Rows from a pointing dataset
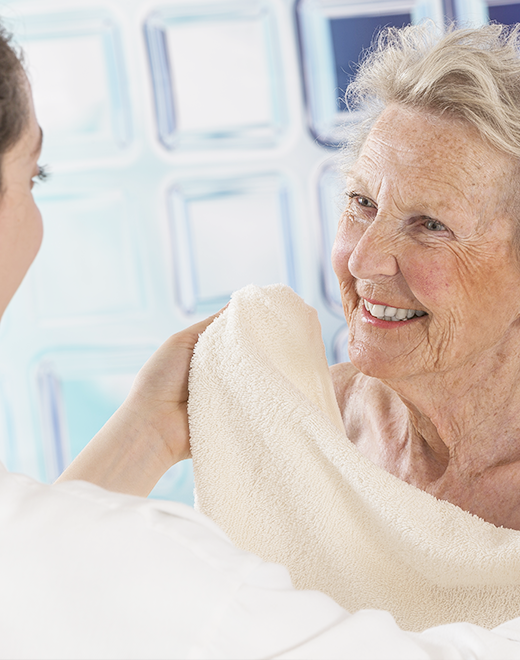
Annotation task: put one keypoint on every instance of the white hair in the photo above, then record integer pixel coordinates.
(470, 74)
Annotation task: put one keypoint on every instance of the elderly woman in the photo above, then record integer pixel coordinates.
(92, 573)
(427, 259)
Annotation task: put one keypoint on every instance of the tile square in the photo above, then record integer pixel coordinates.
(89, 264)
(227, 234)
(76, 68)
(216, 75)
(332, 35)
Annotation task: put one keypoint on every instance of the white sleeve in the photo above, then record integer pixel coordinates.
(85, 573)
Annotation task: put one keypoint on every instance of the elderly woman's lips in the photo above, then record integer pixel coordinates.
(387, 313)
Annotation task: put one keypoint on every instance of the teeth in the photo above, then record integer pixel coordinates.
(388, 313)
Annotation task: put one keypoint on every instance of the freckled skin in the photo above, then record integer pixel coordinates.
(434, 401)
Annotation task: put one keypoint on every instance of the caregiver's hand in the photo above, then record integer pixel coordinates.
(149, 432)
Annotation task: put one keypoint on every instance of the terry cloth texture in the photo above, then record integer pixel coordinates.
(274, 468)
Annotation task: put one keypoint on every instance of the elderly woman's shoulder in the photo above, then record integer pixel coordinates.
(352, 387)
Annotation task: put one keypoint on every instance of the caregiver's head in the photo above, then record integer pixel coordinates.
(20, 146)
(427, 251)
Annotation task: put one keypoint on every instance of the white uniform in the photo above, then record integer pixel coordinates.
(90, 574)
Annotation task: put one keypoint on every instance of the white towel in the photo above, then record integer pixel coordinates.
(274, 468)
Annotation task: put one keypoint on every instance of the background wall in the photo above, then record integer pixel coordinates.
(191, 146)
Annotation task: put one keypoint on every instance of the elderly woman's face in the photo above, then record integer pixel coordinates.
(427, 238)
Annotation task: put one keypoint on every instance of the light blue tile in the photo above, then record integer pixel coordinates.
(229, 233)
(216, 75)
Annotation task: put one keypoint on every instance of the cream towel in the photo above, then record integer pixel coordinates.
(274, 468)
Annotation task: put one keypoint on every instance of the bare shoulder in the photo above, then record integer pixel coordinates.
(368, 406)
(344, 376)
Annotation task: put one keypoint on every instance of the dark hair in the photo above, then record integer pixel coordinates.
(14, 108)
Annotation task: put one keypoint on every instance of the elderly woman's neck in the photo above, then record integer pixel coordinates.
(463, 438)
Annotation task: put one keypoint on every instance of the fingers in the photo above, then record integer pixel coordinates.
(189, 336)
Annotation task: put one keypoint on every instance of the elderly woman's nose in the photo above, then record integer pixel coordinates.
(373, 255)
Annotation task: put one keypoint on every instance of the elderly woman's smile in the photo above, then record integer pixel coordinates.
(424, 252)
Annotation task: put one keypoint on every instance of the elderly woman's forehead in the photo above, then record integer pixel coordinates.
(419, 139)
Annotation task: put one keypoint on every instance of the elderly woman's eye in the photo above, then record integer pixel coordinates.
(361, 200)
(434, 225)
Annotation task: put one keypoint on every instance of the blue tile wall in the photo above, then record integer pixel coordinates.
(192, 149)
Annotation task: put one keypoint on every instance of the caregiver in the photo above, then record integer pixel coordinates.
(88, 573)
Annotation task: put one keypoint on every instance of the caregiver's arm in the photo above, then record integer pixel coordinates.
(149, 432)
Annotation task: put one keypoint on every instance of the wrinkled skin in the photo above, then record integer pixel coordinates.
(430, 226)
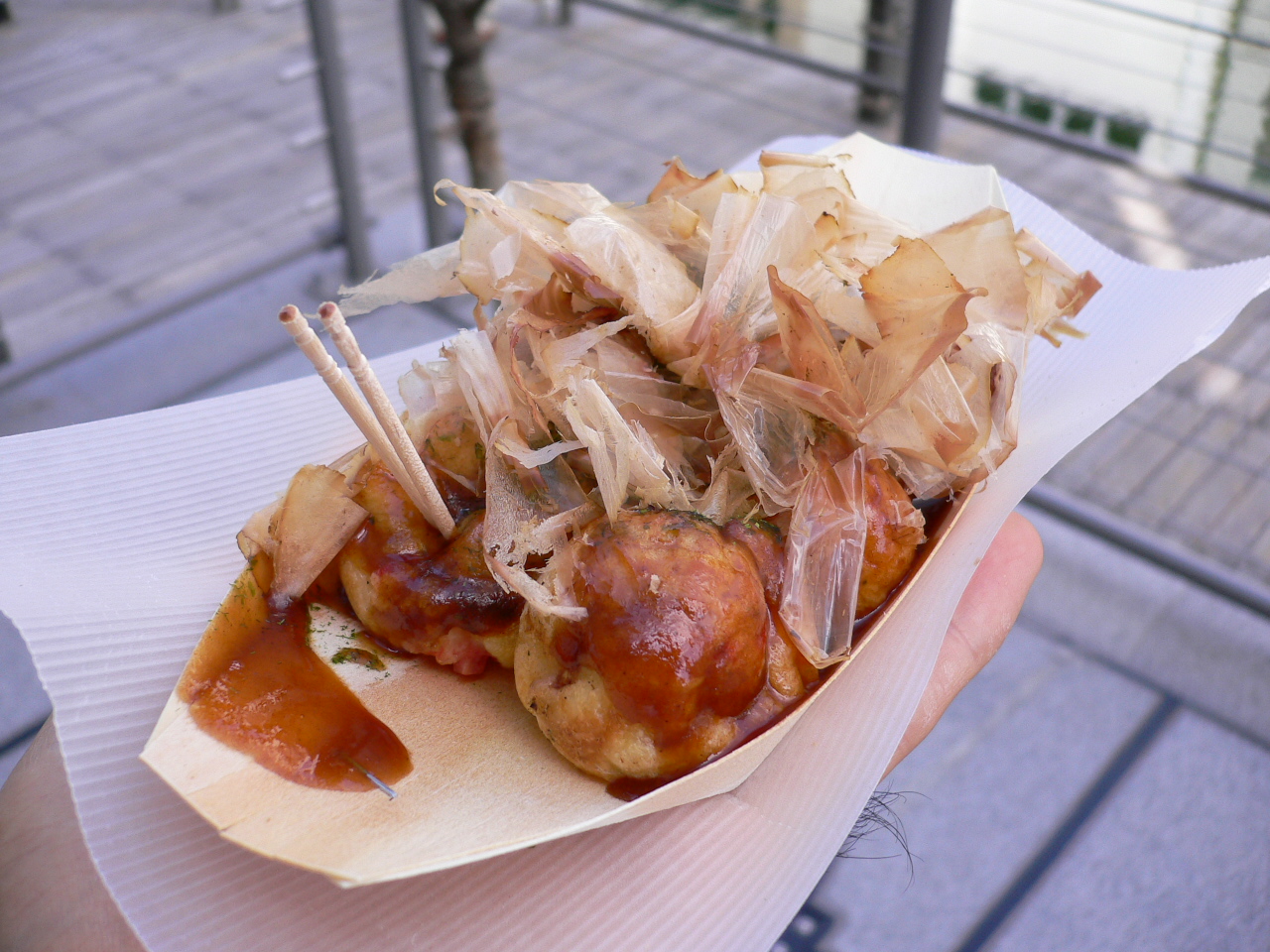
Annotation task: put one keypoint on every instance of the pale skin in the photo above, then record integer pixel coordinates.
(53, 898)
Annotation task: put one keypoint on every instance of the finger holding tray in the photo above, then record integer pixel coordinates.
(728, 871)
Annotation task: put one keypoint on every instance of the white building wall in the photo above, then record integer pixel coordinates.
(1106, 60)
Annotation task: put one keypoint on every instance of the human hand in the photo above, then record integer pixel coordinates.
(985, 613)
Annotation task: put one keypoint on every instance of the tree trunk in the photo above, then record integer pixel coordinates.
(470, 91)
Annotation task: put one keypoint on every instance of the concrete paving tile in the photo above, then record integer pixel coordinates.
(1219, 433)
(1178, 860)
(44, 159)
(992, 780)
(1169, 486)
(23, 703)
(18, 253)
(1232, 537)
(1210, 653)
(1078, 468)
(1116, 479)
(1207, 504)
(36, 331)
(39, 287)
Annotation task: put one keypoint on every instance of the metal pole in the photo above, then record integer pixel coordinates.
(924, 90)
(339, 137)
(414, 30)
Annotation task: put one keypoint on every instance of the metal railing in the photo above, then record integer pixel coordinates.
(924, 66)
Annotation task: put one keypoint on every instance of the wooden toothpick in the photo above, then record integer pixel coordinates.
(418, 483)
(348, 398)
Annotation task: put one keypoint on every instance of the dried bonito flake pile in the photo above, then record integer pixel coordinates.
(740, 345)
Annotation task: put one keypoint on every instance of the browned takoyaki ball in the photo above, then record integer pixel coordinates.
(421, 594)
(894, 535)
(456, 461)
(672, 653)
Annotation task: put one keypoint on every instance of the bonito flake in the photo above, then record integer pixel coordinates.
(739, 345)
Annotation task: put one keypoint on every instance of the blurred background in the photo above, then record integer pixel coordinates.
(173, 171)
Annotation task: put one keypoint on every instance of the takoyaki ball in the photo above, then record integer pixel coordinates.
(672, 652)
(894, 535)
(454, 457)
(421, 594)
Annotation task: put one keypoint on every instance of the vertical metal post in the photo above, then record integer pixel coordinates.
(418, 70)
(924, 89)
(339, 137)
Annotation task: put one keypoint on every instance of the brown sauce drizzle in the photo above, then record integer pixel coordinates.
(758, 719)
(255, 685)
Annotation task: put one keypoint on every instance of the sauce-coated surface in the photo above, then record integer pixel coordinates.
(677, 620)
(257, 685)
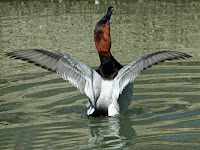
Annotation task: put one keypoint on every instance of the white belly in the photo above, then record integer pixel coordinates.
(105, 99)
(105, 102)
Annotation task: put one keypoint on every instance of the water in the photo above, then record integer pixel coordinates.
(38, 110)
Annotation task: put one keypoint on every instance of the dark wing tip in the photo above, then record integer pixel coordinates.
(43, 58)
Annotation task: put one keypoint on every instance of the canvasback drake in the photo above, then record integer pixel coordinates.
(110, 87)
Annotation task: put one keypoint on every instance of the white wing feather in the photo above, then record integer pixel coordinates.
(129, 72)
(79, 74)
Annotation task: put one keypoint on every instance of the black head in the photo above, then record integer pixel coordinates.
(103, 21)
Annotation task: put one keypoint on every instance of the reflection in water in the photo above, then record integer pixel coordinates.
(112, 132)
(40, 111)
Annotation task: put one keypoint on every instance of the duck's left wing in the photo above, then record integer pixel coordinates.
(130, 71)
(69, 68)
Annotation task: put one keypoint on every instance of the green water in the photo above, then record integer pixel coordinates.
(38, 110)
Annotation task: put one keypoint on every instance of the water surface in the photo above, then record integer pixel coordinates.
(38, 110)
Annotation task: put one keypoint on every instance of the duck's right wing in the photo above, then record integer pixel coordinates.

**Set task**
Strip out the images, then output the records above word for word.

**Task result**
Annotation task: put one keypoint on every instance of the white hair in the photo above, then record integer pixel coordinates.
(470, 74)
Annotation task: put one keypoint on every instance of the elderly woman in the photo above, then record integer pixel coordinates.
(92, 573)
(427, 259)
Annotation task: put one keypoint on every instance of the tile square in the photo above, then record integer pixel coordinates.
(89, 264)
(227, 234)
(76, 68)
(216, 75)
(332, 35)
Annotation task: put one keypoint on every instance of the white sleeve in the photo above, then record integer pixel coordinates.
(85, 573)
Annotation task: put one keypoint on every instance of the elderly woman's lips in the photo above, then record integer pixel coordinates.
(387, 313)
Annotation task: put one keypoint on every instance of the teeth in the photo above, then record integer pixel coordinates.
(388, 313)
Annotation task: put one keypoint on every instance of the freckled skin in the photo above, then record integer pixel coordinates.
(434, 401)
Annotation task: put one keypoint on every instance of the caregiver's hand in the photo above, then record integer pixel coordinates.
(149, 432)
Annotation task: put one keypoint on every instance of the terry cloth texture in the photo above, then record integer pixel coordinates.
(274, 468)
Annotation task: put one keypoint on every instance of the elderly woman's shoulder in the photo above, then record integer pixel coordinates.
(352, 387)
Annotation task: put one keypoint on every instance of the caregiver's head in the photo above, then record integer pixel coordinates.
(20, 146)
(427, 251)
Annotation task: put one keypoint on every instance of the white uniform in the photo above, then record integer pixel coordinates.
(90, 574)
Annotation task: put one keypoint on every instance of the white towel in the photo above, then record integer pixel coordinates.
(274, 468)
Annotation task: put one keypoint on every instance of the background wall in the photo above, then record integer pixel coordinates.
(191, 146)
Annotation task: put one keypoint on every instance of the elderly woman's face in the photo above, then record integer pixel coordinates.
(427, 238)
Annotation task: put one keypoint on every instance of the light blue tile in the photo above, then record integer pixel coordinates.
(229, 233)
(216, 75)
Annotation task: put one keypoint on every instance of the cream towel in the photo above, then record integer pixel coordinates.
(274, 468)
Annotation task: put one keypoint on every instance of the bare shoulder in the photo above, then record integer pixel coordinates.
(368, 406)
(344, 376)
Annotation task: put one keypoint on every instance of the dark hair in the photo above, then record integer pixel coordinates.
(14, 108)
Annotation task: put one keypoint on every instance of the elderly woman's neck in the photo above, then record integer pixel coordinates.
(463, 438)
Annotation task: put one keypoint on every instance of the fingers in the photo above, then record integer pixel coordinates.
(189, 336)
Annotation task: put one keypoint on every instance of the elderly woman's nose in the photo above, then record integer pixel coordinates.
(373, 255)
Annotation task: put one keypoint on every instance of the elderly woman's smile in the photo above, then record integer pixel coordinates.
(424, 252)
Annotation task: put one keypoint on every instance of the elderly woman's forehead in the photo above, then record integer pixel coordinates.
(419, 139)
Annotation task: put one keypoint on every instance of the elderly woman's eye in the photo above, then record integer pixel coordinates.
(361, 200)
(434, 225)
Annotation task: put one keypoint on every instance of the blue tile wall in the photo above, then record integer pixel coordinates.
(192, 149)
Annotation task: put one keypoint on every instance of the caregiver in the photo above, then record integer pixel coordinates.
(88, 573)
Annotation task: put one keypoint on every instance of the caregiver's arm in the photo above, then record integer pixel coordinates.
(149, 432)
Annotation task: put one keypoint on every instance of the wrinkled skin in the photo above, then record integer pixel coordinates.
(430, 226)
Annotation task: put one keypoint on every instance of the pale skin in the photo above, then record integer pixel coordinates.
(53, 898)
Annotation task: put one keypoint on every instance of the finger holding tray in the photo above, then record integer pixel coordinates.
(728, 871)
Annotation task: put one keypoint on every instance of the white building wall in the photo above, then record integer pixel coordinates.
(1106, 60)
Annotation task: put one keypoint on every instance of the human hand in the photo above, then record integer pixel coordinates.
(985, 613)
Annotation task: put one keypoint on every instance of the tree trunk in the photo above, then record integer pixel coordinates.
(470, 91)
Annotation task: put one keypoint on every instance of the concrete paving tile in the photo above, then record integer pixel coordinates.
(1219, 433)
(1178, 860)
(44, 159)
(992, 780)
(1169, 486)
(23, 703)
(18, 253)
(1232, 537)
(1210, 653)
(1078, 468)
(1116, 479)
(1207, 504)
(36, 331)
(39, 287)
Annotation task: put one keypoint on every instance of the metal pole in the photo above, then record integer pixel coordinates.
(924, 90)
(339, 137)
(414, 30)
Annotation task: put one keypoint on every instance of the metal railing in the photo above, then record integer pixel coordinates.
(924, 66)
Annotation task: put one keypoint on every instance of the wooden toothpick in the photo above, then record integer pixel coordinates.
(418, 483)
(348, 398)
Annotation task: put one keypoint on every instance of the dried bonito flake pile in the photo above, then record integer pixel coordinates.
(740, 345)
Annotation task: put one keypoint on every instance of the browned takoyaki ball in the photo above, then record integer pixel coordinates.
(421, 594)
(894, 535)
(456, 461)
(672, 653)
Annotation task: put one keypoint on every instance of the bonito flake in the photo above, then record integer pixel coordinates.
(739, 345)
Annotation task: put one keypoint on every instance of the blurred background in the photo above, then record integer pixel coordinates.
(173, 171)
Annotation task: put one keypoint on every instance of the takoyaki ball in the photo above, then record integer pixel coordinates.
(672, 652)
(894, 535)
(454, 457)
(421, 594)
Annotation task: put one keypoint on every instance of the vertical metal post in the photo above, then record integer pixel coordinates.
(418, 70)
(924, 89)
(339, 137)
Annotation task: put one keypoint on every instance of the brown sauce drizzle in the photo above, then record integer pixel coordinates.
(758, 719)
(255, 685)
Annotation task: put one keypoint on every instance of the sauce-coated surface in the photo above, then record integer pixel coordinates.
(677, 620)
(257, 685)
Annotation task: put one keypoint on every instance of the white belly in the photo above, then record integer pixel coordinates.
(105, 99)
(105, 102)
Annotation task: put one keypoint on every instance of the water in the photo above, then record integer pixel coordinates.
(38, 110)
Annotation task: put one keypoint on every instance of the dark wing tip in the photo above, then record integer pixel coordinates.
(43, 58)
Annotation task: put one keypoint on every instance of the canvasback drake in the photo above, then record integer pixel coordinates.
(110, 87)
Annotation task: put one keypoint on every instance of the white wing feather in the photo above, then record integer pixel coordinates.
(129, 72)
(79, 74)
Annotation task: put one keypoint on every instance of the black head in the photo above, then record integer pixel coordinates.
(103, 21)
Annotation task: put one keypoint on every instance of the reflection in water in the photo above, then record integer pixel coordinates.
(112, 132)
(40, 111)
Annotation task: put one keypoint on every instance of the duck's left wing in the photo above, then record integer pixel coordinates.
(130, 71)
(69, 68)
Annotation task: put one keypoint on every instance of the green water in the photo above, then record integer pixel coordinates.
(38, 110)
Annotation task: put one keypoint on every instance of the water surface in the photo above, then record integer pixel coordinates.
(38, 110)
Annotation task: put one keypoint on every instance of the duck's right wing in the photo above, then record integer pixel coordinates.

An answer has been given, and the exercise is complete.